==== DATA SUPPLIED ====

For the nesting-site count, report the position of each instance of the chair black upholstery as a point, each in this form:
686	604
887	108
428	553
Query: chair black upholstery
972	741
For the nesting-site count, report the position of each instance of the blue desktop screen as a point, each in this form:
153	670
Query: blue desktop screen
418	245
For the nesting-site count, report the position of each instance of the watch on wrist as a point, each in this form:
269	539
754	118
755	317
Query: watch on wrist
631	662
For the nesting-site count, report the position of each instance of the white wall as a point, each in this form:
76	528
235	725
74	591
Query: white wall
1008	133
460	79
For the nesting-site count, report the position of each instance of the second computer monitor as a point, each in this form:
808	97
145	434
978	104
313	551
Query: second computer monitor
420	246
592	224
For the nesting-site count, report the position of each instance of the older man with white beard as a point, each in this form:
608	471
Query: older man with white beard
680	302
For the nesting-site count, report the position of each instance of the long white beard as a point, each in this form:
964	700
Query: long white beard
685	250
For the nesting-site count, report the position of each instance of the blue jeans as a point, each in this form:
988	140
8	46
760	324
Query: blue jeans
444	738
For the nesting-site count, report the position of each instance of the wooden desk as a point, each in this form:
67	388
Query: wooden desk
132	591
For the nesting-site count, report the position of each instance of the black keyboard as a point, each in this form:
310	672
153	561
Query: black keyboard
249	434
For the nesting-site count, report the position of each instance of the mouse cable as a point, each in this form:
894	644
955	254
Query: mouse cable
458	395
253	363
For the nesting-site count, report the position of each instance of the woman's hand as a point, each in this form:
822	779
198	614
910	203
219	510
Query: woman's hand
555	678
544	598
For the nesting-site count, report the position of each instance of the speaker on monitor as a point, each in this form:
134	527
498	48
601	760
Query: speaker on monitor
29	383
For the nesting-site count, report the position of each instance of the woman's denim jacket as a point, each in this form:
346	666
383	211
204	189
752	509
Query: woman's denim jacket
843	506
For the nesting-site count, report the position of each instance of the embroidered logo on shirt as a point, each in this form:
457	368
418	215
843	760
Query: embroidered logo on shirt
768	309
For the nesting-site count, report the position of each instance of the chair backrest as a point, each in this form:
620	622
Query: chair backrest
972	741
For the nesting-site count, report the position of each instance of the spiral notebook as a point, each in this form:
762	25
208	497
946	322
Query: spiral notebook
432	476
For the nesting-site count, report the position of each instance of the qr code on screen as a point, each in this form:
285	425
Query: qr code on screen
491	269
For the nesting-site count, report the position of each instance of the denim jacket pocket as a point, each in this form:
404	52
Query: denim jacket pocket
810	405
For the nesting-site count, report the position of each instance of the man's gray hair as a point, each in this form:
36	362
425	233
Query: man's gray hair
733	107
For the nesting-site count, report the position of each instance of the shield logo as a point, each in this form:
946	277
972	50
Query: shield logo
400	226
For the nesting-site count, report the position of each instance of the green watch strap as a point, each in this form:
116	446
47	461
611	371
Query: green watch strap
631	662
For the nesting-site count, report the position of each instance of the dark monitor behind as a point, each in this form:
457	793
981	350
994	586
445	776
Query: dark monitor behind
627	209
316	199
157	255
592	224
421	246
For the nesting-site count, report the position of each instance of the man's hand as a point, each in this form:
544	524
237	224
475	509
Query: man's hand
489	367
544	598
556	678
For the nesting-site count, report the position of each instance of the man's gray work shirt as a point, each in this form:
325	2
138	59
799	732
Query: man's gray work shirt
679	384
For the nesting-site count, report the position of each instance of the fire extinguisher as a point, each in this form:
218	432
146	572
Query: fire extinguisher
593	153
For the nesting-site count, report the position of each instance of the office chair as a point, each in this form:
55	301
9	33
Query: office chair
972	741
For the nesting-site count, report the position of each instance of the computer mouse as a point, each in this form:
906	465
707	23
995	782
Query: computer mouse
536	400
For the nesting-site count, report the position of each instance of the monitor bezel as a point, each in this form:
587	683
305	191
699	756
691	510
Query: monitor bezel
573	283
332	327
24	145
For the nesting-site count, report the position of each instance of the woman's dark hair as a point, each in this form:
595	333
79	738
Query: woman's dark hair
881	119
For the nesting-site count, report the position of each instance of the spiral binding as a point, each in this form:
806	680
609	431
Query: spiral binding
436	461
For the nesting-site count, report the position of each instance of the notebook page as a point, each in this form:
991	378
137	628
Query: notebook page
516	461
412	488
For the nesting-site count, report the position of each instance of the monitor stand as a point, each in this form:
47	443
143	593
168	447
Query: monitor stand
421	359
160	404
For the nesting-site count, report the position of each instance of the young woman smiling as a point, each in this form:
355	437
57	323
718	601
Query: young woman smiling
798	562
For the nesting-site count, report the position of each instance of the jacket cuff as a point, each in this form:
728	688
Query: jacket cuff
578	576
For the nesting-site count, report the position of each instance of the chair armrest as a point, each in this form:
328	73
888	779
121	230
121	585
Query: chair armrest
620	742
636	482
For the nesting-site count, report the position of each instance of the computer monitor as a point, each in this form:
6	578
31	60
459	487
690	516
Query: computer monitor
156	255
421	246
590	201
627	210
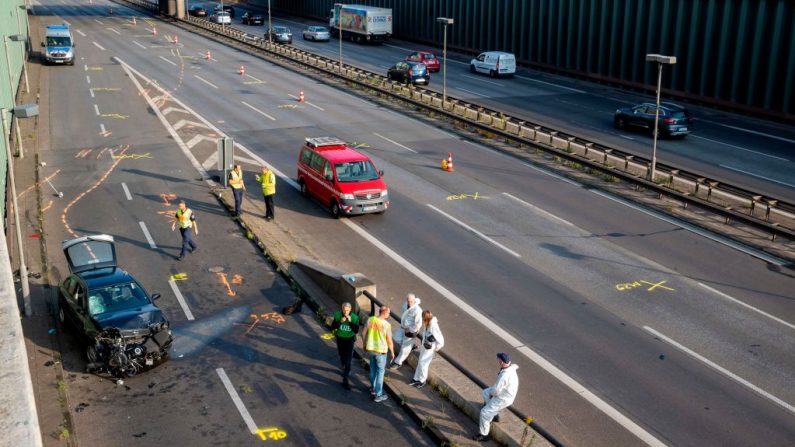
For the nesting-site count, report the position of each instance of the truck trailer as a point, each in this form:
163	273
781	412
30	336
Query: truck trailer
361	23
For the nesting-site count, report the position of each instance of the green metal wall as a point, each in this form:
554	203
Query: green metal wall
12	21
739	53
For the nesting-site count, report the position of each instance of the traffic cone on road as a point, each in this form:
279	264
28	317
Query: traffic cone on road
447	165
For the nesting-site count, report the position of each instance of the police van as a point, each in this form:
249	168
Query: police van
59	45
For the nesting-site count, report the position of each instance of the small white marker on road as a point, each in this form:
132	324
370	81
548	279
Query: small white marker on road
147	235
126	191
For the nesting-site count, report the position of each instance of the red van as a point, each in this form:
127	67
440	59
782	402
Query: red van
341	178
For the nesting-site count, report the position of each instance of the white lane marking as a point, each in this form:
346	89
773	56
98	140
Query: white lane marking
738	147
551	84
758	176
476	232
755	132
258	110
205	81
180	299
126	191
394	142
748	306
488	323
169	61
252	427
307	102
484	80
721	369
531	206
470	91
694	229
147	235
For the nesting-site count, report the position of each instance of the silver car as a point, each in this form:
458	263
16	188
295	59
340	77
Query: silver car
316	33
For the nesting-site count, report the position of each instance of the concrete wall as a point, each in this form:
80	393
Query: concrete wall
13	20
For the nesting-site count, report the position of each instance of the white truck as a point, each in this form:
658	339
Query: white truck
361	23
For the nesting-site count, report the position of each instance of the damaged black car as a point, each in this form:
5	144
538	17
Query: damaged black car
110	312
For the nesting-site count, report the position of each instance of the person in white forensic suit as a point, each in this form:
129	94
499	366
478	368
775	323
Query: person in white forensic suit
431	340
498	396
410	325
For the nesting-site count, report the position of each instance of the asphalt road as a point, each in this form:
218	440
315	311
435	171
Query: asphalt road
740	150
601	291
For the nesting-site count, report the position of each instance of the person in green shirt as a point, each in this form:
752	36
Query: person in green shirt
345	327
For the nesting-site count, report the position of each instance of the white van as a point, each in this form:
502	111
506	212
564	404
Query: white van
494	63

====

→ DESCRIPTION OF THE TASK: Would you set down each line of the data exactly, with no images included?

→ EXERCISE SOLUTION:
For the nesting-site count, report the position of each instance of the chair black upholstery as a point, each in this form:
686	604
887	108
428	553
Query: chair black upholstery
972	741
For the nesting-site count, report the position of each instance of the blue desktop screen as a point, each in this form:
153	670
Query: blue desktop screen
418	245
For the nesting-site count, report the position of each instance of the watch on wrist as a point, each in this form:
269	539
754	118
755	317
Query: watch on wrist
631	662
For the nesting-site count, report the position of each instance of the white wall as a point, each in this form:
76	528
235	725
74	591
Query: white wall
1008	133
460	79
For the nesting-site count, report the position of each instance of the second computer monitor as a point, each in this form:
808	97
145	434
978	104
313	551
Query: second computer monitor
420	246
592	224
For the nesting-site count, report the position of each instance of the older man with white beard as a point, each in this form:
608	471
Query: older man with white beard
680	302
For the nesting-site count, report the position of each instance of the long white beard as a point, each in this form:
964	700
Query: long white beard
685	250
For the nesting-site count, report the position of each instance of the blue jeans as a point, each in this form:
988	140
8	46
760	324
Query: blue jeans
444	738
For the nesting-site count, report the position of each instance of the wooden desk as a point, each in this form:
67	388
Query: wooden desk
132	591
For the nesting-site count, report the position of each instance of the black keyboard as a point, each in this form:
310	672
153	561
Query: black keyboard
249	434
For the nesting-site count, report the position of each instance of the mouse cable as a point, each in this form:
894	644
955	254
Query: mouse cable
458	395
253	363
For the nesting-site count, report the position of each instance of the woman's hand as a point, each in this form:
822	779
198	614
910	203
219	510
Query: woman's hand
555	678
544	598
For the nesting-site count, report the position of each instance of the speaker on monitor as a point, each in this form:
134	527
498	48
601	760
Query: speaker on monitor
29	383
For the nesting-site count, report the position of each instance of the woman's denim jacket as a point, each in this form:
346	666
383	211
204	189
752	509
Query: woman's denim jacket
843	506
For the nesting-site count, report the position of each instance of the embroidered logo on shirt as a point, each in this form:
457	368
418	215
843	760
Query: embroidered logo on shirt
768	309
For the nesting-site count, report the position of each instance of the chair backrest as a point, each in this form:
620	622
Query: chair backrest
972	741
For the nesting-site count, report the position of each instance of the spiral notebook as a point, each in this form:
762	25
208	497
946	322
Query: spiral notebook
432	476
For the nesting-site count, report the position of each instance of the qr code on screen as a point, each in this form:
285	425
Query: qr code on screen
491	269
For the nesting-site count, report the position of each instance of the denim jacket pocket as a point, each in this form:
404	52
Query: denim jacket pocket
810	405
For the nesting-site count, report the position of each instance of the man's gray hair as a point, each in this form:
36	362
425	233
Query: man's gray hair
733	107
For the nesting-site count, report the position of each instance of the shield logo as a point, each in this form:
946	277
972	50
Query: shield logo
400	226
For the nesting-site count, report the position of each instance of the green watch strap as a point, each in this form:
116	446
47	461
611	371
Query: green watch strap
631	662
For the nesting-site count, report the position of each instance of the dark monitor behind as a point, each in this form:
457	793
981	350
994	586
445	776
Query: dark monitor behind
627	209
316	199
157	255
592	224
421	246
For the nesting-site count, report the position of each instance of the man's hand as a point, each in this form:
544	524
237	224
475	509
Query: man's hand
489	367
544	598
556	678
For the nesting-site count, report the position of each instance of the man's gray work shirt as a point, each in this form:
325	2
138	59
799	732
Query: man's gray work shirt
679	384
For the nesting-site count, report the position of each instance of the fire extinguisher as a point, each in this form:
218	432
146	572
Query: fire extinguisher
593	153
For the nesting-site count, report the position of each instance of the office chair as a point, each in this form:
55	301
9	33
Query: office chair
972	741
For the nesting-site count, report the position of each instance of the computer mouse as a point, each in this form:
906	465
707	23
995	782
Query: computer mouse
536	400
For the nesting-site count, report the position of each instance of the monitor bezel as a point, each in this form:
587	683
305	191
699	756
691	510
Query: monitor bezel
573	283
332	327
24	145
For the nesting-site count, report the position of each instance of the woman's dark hair as a point, each in this form:
595	333
79	738
Query: woman's dark hair
881	119
For the nesting-site count, report the position of each instance of the spiral binding as a point, each in this form:
806	680
609	431
Query: spiral binding
436	461
For the nesting-site count, report the position of each instance of the notebook page as a point, each in this form:
991	378
137	628
Query: notebook page
516	461
412	488
For the nesting-site count, report the position of each instance of the monitor stand as a point, each in this form:
47	443
143	593
168	447
Query: monitor stand
421	359
160	404
For the nesting-site count, report the position of each instance of the young woman smiling as a point, each in this form:
355	437
57	323
718	601
Query: young woman smiling
798	562
For the nesting-site count, report the position of each instance of the jacket cuff as a point, each in this form:
728	688
Query: jacket cuff
578	576
For the nesting-site count, report the position of each instance of the chair armrest as a point, each in this form:
328	73
888	779
121	230
121	585
Query: chair armrest
620	742
636	482
For the nesting-site count, report the position of each instance of the computer monitor as a point, each in this form:
6	578
31	60
459	487
690	516
Query: computer monitor
156	255
421	246
590	201
627	210
For the nesting-site count, report the position of each instance of the truck trailer as a point, each in this form:
163	273
781	412
30	336
Query: truck trailer
361	23
For the nesting-site count, report the position of each instance of the green metal wall as a point, each in this form:
554	203
Query: green metal wall
12	21
739	53
For the nesting-site count, report the position of each instance of the traffic cone on road as a point, each in this form:
279	264
28	317
Query: traffic cone on road
447	165
For the nesting-site count, report the position of each instance of the police van as a point, each in this form:
249	168
Query: police van
59	45
For the nesting-site count, report the position of each instance of the small white marker on road as a point, each in this form:
132	324
370	81
548	279
Query: small white marker on road
147	235
126	191
For the nesting-site count, report the position of each instance of the red van as a point, each in this form:
127	67
440	59
782	402
Query: red van
341	178
For the nesting-site count, report the position of each instance of the white lane marking as a point, each in this form:
346	89
773	56
98	140
Query: white lane marking
738	147
551	84
758	176
476	232
755	132
258	110
205	81
180	299
126	191
394	142
748	306
488	323
169	61
252	427
307	102
484	80
721	369
531	206
470	91
694	229
147	235
For the nesting-site count, report the position of each instance of the silver car as a point, each in this form:
458	263
16	188
295	59
340	77
Query: silver car
316	33
For the nesting-site count, report the position of each instance of the concrete wall as a point, each in this form:
80	393
Query: concrete wall
13	20
For the nesting-site count, report the position of each instance of the white truck as a point, each in this form:
658	339
Query: white truck
361	23
For the nesting-site count, report the position of each instance of the damaged black car as a point, each in this form:
5	144
538	17
Query: damaged black car
110	312
For the nesting-site count, report the position of each instance of the person in white forensic suit as a point, each in this form:
129	94
499	366
478	368
775	323
Query: person in white forensic suit
431	340
498	396
410	325
For the nesting-site count, report the position of each instance of the asphalt road as a point, each in this form:
218	440
315	311
435	171
Query: asphalt road
740	150
601	291
For the nesting-site count, report the position of each instance of the person in green shirt as a point, each in this form:
752	36
Query: person in green shirt
345	327
For the nesting-site count, report the position of each instance of the white van as a point, each in this form:
502	111
506	212
564	404
Query: white van
494	63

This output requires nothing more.